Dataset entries
+++
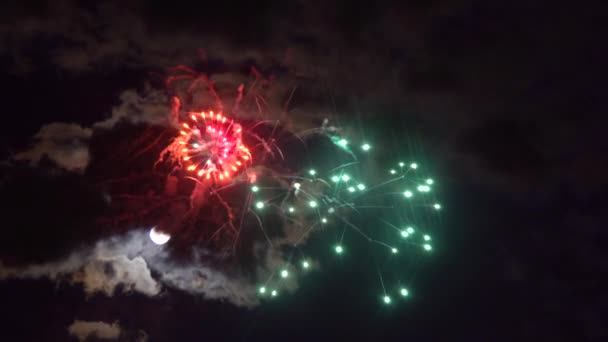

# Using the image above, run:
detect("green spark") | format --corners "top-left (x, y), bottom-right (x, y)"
top-left (391, 248), bottom-right (398, 254)
top-left (357, 183), bottom-right (365, 190)
top-left (423, 235), bottom-right (431, 241)
top-left (400, 231), bottom-right (409, 238)
top-left (335, 245), bottom-right (343, 254)
top-left (423, 244), bottom-right (432, 251)
top-left (281, 269), bottom-right (289, 278)
top-left (331, 175), bottom-right (340, 182)
top-left (390, 169), bottom-right (396, 174)
top-left (321, 217), bottom-right (328, 223)
top-left (426, 178), bottom-right (434, 185)
top-left (399, 162), bottom-right (405, 167)
top-left (406, 227), bottom-right (414, 234)
top-left (309, 200), bottom-right (318, 208)
top-left (410, 163), bottom-right (418, 169)
top-left (341, 174), bottom-right (350, 182)
top-left (403, 190), bottom-right (413, 198)
top-left (338, 139), bottom-right (348, 147)
top-left (417, 185), bottom-right (430, 192)
top-left (361, 143), bottom-right (371, 151)
top-left (271, 290), bottom-right (277, 297)
top-left (251, 185), bottom-right (259, 192)
top-left (259, 286), bottom-right (266, 294)
top-left (294, 182), bottom-right (301, 189)
top-left (309, 169), bottom-right (316, 176)
top-left (255, 201), bottom-right (264, 209)
top-left (302, 261), bottom-right (310, 269)
top-left (288, 207), bottom-right (295, 213)
top-left (383, 295), bottom-right (392, 304)
top-left (348, 186), bottom-right (355, 192)
top-left (400, 288), bottom-right (409, 297)
top-left (433, 203), bottom-right (442, 210)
+++
> [Activity]: Repeat the data above exactly, but not the pictures.

> [Response]:
# Using the image above, run:
detect("green spark") | format --corners "top-left (x, y), bottom-right (x, y)"
top-left (391, 248), bottom-right (398, 254)
top-left (357, 183), bottom-right (365, 190)
top-left (423, 235), bottom-right (431, 241)
top-left (400, 231), bottom-right (409, 238)
top-left (335, 245), bottom-right (343, 254)
top-left (423, 244), bottom-right (432, 251)
top-left (281, 269), bottom-right (289, 278)
top-left (331, 175), bottom-right (340, 182)
top-left (390, 169), bottom-right (396, 174)
top-left (321, 217), bottom-right (328, 223)
top-left (426, 178), bottom-right (434, 185)
top-left (399, 162), bottom-right (405, 167)
top-left (406, 227), bottom-right (414, 234)
top-left (309, 200), bottom-right (318, 208)
top-left (410, 163), bottom-right (418, 169)
top-left (341, 174), bottom-right (350, 182)
top-left (403, 190), bottom-right (413, 198)
top-left (338, 139), bottom-right (348, 147)
top-left (417, 185), bottom-right (430, 192)
top-left (361, 143), bottom-right (371, 151)
top-left (271, 290), bottom-right (277, 297)
top-left (251, 185), bottom-right (259, 192)
top-left (259, 286), bottom-right (266, 294)
top-left (294, 182), bottom-right (301, 189)
top-left (309, 169), bottom-right (316, 176)
top-left (255, 201), bottom-right (264, 209)
top-left (302, 261), bottom-right (310, 269)
top-left (288, 207), bottom-right (295, 213)
top-left (383, 295), bottom-right (392, 304)
top-left (348, 186), bottom-right (355, 192)
top-left (400, 288), bottom-right (409, 297)
top-left (433, 203), bottom-right (442, 210)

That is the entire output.